The input:
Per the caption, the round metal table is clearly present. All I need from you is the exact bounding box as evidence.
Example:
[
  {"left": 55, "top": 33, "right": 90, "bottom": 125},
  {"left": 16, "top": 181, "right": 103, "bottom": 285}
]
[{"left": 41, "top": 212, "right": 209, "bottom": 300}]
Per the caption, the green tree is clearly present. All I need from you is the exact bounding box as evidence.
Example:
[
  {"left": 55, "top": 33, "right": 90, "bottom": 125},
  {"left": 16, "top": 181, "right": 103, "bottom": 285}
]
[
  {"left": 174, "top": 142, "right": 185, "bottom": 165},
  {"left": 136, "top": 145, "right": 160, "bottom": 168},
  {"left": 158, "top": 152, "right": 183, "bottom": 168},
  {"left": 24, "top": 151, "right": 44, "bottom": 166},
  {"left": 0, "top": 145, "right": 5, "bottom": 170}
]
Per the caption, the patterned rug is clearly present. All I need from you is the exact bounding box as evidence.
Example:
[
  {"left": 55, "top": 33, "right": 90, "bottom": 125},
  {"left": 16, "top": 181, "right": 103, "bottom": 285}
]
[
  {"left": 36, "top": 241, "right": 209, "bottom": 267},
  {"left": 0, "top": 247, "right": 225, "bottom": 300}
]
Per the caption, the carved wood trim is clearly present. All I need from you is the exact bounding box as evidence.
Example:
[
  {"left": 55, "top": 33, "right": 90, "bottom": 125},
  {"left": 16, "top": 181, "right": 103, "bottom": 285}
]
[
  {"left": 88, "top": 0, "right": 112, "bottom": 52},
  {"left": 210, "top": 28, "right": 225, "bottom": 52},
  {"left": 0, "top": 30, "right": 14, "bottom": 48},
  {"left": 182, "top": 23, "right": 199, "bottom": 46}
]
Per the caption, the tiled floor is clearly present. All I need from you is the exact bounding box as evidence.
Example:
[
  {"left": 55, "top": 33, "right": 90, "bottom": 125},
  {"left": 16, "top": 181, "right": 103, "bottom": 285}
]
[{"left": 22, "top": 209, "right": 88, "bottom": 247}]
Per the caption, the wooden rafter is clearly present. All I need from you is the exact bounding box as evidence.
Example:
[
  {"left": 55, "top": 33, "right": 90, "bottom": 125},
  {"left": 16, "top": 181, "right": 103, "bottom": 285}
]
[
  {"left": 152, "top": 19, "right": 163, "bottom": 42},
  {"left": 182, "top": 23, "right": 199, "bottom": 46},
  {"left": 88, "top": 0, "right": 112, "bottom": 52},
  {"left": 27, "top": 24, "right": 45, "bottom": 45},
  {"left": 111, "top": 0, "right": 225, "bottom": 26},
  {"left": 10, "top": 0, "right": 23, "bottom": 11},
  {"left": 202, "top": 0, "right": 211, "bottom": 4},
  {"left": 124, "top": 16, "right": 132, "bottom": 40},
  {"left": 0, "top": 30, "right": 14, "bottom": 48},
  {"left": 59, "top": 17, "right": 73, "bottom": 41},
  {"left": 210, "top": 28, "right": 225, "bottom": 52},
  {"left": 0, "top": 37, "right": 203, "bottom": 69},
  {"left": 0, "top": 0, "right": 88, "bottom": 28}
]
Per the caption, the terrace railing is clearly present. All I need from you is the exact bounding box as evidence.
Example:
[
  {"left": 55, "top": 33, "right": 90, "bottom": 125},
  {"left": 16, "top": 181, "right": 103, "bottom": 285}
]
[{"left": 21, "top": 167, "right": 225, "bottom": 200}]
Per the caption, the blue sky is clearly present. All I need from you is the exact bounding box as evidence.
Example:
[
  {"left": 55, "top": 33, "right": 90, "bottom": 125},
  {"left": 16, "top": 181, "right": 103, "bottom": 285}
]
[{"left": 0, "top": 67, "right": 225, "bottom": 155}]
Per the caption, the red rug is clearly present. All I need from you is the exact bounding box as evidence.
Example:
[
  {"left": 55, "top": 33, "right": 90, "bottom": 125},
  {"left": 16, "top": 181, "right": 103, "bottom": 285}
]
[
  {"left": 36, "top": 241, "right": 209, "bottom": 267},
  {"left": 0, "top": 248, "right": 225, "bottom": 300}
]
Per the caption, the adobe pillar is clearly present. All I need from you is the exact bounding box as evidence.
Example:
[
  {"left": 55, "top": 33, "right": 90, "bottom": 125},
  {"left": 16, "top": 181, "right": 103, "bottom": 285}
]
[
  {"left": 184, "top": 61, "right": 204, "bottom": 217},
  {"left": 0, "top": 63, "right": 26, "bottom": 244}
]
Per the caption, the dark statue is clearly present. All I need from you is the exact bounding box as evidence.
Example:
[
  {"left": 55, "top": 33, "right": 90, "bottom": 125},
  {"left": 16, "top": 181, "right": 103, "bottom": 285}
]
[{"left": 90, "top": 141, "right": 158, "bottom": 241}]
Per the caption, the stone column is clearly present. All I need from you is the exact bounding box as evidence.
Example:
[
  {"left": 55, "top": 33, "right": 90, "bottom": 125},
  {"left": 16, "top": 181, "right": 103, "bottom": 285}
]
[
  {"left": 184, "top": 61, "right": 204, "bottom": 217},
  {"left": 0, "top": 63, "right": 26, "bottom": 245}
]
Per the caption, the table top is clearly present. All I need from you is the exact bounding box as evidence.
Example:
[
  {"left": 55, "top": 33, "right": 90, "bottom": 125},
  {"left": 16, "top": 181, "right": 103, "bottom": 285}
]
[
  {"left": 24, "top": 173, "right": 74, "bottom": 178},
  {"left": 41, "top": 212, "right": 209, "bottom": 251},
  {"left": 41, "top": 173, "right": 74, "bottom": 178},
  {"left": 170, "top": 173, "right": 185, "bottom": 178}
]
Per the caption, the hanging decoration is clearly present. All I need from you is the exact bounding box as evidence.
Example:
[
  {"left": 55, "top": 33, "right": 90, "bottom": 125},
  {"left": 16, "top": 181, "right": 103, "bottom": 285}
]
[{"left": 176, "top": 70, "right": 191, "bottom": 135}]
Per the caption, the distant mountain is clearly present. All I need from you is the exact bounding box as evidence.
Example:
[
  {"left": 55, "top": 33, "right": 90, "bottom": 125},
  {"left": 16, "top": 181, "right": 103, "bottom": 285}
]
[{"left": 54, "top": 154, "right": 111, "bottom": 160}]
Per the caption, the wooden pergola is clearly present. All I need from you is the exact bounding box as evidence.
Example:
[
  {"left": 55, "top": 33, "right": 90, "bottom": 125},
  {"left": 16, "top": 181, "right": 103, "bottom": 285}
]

Required task: Copy the lines word for word, starting at the line that contains "Per the caption, the hanging" and stopping at the end of the items.

Written answer:
Per the caption, the hanging decoration is clearly present. All I need from you is the exact bounding box as evidence.
Example:
[
  {"left": 55, "top": 33, "right": 90, "bottom": 125},
  {"left": 16, "top": 181, "right": 103, "bottom": 285}
]
[{"left": 176, "top": 70, "right": 191, "bottom": 135}]
Per the caption, the distant mountain is clearly present. All I need from you is the exact bounding box as evidence.
Example:
[
  {"left": 55, "top": 33, "right": 90, "bottom": 125},
  {"left": 16, "top": 181, "right": 103, "bottom": 285}
]
[{"left": 54, "top": 154, "right": 111, "bottom": 160}]
Per the caption, the wooden pergola is clearly present. All I need from you is the exact bounding box as evidence.
Example:
[
  {"left": 55, "top": 33, "right": 90, "bottom": 125},
  {"left": 16, "top": 181, "right": 103, "bottom": 285}
]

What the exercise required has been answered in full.